Alıntı metne göre Kur'an'da en çok geçen kelime hangisidir ve zamirler hariç kaç defa geçer?
====== Alıntı metin ======
İlahi hitabın tabiatı,
unutkan ve nankör muhatabına Allah’ı hatırlatmak üzere inşa edilmiştir. O
bilmektedir ki insanların büyük çoğunluğu gaflet ve delalet içindedir. Bu nedenle
"Allah" kavramını her fırsatta hatırlatmaktadır. İnsanlarda
"Allah" şuuru uyandırma amacında olan Kur'an'ın dili
"Allah" kavramı etrafında örülmüştür. Nitekim Kur'an'da en çok geçen kelime
Allah (zamirler hariç 2697 defa) kelimesidir. Allah kavramı öne çıkarılarak
diğer varlıklar ikincil duruma indirgenmiştir. Bu, onların özerk benliklerini
ve bağımsız varlıklarını yok saymak anlamında değil, Mutlak Varlık'ın oluş
süreci içindeki "zorunlu" fonksiyonunu kavratmak içindir.
Yağmurun Yağdırılması
Görmedin mi: Allah bulutları azar azar sevk
eder; sonra onları birleştirir ve üst üste yığar. Derken, onun arasından
yağmurun çıktığını görürsün. Allah gökten öyle dağlar indirir ki, bazen onda
dolu da bulunur; onu Allah dilediği kimsenin başına indirir, dilediğinden de
uzak tutar. Onun şimşeğinin parıltısı ise gözü alacak gibidir (Nur 24/43).
Rüzgârı rahmetinin önünde müjdeci gönderen de
O’dur. Nihayet o rüzgâr ağır bulutları yüklendiğinde, Biz onu ölü beldelere
gönderir, sonra ondan suyu indirir, o suyla da yerden her türlü ürünü
çıkarırız. Ölüleri de kabirlerinden Biz böyle çıkaracağız. Umulur ki düşünür ve
ibret alırsınız (A’raf 7/52).
Biz aşılayıcı rüzgârlar gönderdik, gökten bir
su indirip sizi suladık. O suyu hazinelerde saklayan siz değilsiniz (Hicr
15/22).[31]
Ayetlerde bulutların aşılayıcı rüzgârla
sürüklenerek dağlar gibi bir arya getirilmesi, onlardan yağmurun indirilmesi, o
yağmurla ölmüş toprağın diriltilmesi, topraktan bitkilerin bitirilmesi, bu
yağmurla bazılarının cezalandırılması, bazılarının ise uzak tutulması olayları
Allah’ın evrene koyduğu, meteoroloji kanunlarına göre gerçekleşmesi fiziksel
bir yasa olmasına rağmen Allah bunları hep kendisinin yaptığını anlatır.
====== Kayıtlı öğeler ======
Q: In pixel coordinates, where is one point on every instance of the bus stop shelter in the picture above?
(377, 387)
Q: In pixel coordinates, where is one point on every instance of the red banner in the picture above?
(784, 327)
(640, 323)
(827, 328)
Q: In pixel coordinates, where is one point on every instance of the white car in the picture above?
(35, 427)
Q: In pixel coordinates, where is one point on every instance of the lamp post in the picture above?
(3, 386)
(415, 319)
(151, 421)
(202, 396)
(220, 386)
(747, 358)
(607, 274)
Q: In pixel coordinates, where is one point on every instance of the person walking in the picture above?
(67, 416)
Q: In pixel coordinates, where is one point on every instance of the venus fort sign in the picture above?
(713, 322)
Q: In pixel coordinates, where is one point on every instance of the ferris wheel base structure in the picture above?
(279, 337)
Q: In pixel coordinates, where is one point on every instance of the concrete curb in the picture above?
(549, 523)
======
** Yazılı çözüm **
Allah kelimesidir; zamirler hariç 2697 defa geçer.